__Entries shown__.
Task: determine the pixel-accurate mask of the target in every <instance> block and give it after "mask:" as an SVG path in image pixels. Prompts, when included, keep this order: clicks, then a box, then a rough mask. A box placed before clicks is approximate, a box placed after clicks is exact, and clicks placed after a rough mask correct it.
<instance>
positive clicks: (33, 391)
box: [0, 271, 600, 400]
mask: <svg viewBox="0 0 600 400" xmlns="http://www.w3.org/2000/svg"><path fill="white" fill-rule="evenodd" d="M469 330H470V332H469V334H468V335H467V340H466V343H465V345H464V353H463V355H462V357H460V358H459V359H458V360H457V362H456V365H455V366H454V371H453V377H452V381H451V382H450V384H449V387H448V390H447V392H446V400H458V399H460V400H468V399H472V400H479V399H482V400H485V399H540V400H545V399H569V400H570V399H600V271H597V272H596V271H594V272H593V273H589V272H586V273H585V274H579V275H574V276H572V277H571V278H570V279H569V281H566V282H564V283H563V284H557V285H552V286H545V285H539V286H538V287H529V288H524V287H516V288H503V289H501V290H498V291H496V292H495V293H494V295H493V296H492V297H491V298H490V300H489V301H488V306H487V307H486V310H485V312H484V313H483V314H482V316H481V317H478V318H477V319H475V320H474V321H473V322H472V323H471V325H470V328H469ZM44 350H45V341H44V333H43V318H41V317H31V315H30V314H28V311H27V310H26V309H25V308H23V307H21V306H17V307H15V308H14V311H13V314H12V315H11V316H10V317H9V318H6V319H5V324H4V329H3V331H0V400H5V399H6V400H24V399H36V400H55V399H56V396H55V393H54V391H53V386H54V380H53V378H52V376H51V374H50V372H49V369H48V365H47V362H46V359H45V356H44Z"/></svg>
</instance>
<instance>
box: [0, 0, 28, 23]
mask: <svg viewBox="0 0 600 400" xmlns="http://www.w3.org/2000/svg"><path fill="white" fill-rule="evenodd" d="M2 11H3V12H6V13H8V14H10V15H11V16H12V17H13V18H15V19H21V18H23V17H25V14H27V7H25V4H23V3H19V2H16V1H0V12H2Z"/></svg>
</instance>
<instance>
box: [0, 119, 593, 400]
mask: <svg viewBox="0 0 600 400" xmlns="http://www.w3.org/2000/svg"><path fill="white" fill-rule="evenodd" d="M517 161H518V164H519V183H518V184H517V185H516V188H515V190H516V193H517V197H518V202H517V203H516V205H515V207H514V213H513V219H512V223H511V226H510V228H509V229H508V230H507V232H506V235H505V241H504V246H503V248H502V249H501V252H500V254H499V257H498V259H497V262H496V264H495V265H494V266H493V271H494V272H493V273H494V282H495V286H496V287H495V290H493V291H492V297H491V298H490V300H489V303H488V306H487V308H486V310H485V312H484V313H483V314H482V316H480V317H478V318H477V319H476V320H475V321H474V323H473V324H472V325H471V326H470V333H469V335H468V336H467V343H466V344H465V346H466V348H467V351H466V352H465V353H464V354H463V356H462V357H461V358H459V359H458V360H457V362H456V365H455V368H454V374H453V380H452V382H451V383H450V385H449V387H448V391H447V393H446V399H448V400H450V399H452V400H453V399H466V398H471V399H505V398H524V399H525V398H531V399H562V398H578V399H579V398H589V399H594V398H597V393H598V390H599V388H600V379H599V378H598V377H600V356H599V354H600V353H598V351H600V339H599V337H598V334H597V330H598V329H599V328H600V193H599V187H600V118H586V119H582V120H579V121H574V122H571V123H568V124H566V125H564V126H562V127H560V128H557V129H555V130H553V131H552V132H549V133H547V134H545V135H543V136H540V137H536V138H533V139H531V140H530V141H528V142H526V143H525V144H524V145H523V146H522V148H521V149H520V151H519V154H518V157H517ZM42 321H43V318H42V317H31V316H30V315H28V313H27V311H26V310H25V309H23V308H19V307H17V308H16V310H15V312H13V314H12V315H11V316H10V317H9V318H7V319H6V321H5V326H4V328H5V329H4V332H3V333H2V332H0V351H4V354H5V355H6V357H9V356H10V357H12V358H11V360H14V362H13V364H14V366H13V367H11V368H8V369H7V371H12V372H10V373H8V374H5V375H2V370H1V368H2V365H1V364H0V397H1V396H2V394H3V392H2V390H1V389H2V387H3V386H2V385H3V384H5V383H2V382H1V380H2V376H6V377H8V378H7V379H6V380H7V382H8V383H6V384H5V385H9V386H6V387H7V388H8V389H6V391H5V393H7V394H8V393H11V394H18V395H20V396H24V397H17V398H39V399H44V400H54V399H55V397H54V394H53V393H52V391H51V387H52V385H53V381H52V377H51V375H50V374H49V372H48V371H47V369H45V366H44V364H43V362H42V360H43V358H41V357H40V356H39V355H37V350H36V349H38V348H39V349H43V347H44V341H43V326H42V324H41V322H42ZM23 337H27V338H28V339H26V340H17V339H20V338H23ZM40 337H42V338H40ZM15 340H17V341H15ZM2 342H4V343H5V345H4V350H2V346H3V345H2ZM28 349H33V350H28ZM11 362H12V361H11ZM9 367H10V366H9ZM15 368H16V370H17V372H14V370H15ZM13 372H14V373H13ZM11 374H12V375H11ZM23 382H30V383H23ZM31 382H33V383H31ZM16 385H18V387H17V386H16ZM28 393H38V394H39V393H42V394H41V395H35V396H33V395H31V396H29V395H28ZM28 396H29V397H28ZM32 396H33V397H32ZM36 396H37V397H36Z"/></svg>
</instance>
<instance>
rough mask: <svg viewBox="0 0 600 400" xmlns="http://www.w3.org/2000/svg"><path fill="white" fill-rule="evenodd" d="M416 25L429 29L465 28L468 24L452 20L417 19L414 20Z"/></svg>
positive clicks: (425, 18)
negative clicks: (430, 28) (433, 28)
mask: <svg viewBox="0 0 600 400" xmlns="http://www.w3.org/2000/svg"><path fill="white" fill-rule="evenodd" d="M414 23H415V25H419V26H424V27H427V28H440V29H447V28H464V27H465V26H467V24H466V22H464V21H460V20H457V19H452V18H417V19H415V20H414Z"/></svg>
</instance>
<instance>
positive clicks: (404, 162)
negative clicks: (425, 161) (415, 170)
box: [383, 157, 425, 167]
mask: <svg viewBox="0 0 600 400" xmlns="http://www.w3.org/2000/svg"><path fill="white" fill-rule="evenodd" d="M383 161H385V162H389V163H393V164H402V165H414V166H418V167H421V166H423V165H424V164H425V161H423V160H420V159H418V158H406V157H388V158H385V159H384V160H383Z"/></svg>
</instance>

__What you will do__.
Reproduce the entries word for word, from their first line up to and including the line that contains "box: [0, 271, 600, 400]".

__Task output__.
Task: determine the pixel-accurate mask of the target in every <instance> block and give it after "mask:" as an SVG path in image pixels. Prompts, when included, keep this order: clicks, then a box, then a rough mask. A box placed before clicks is approximate, a box placed after clicks is exact, and clicks placed after a rough mask correct it.
<instance>
positive clicks: (33, 391)
box: [0, 271, 600, 400]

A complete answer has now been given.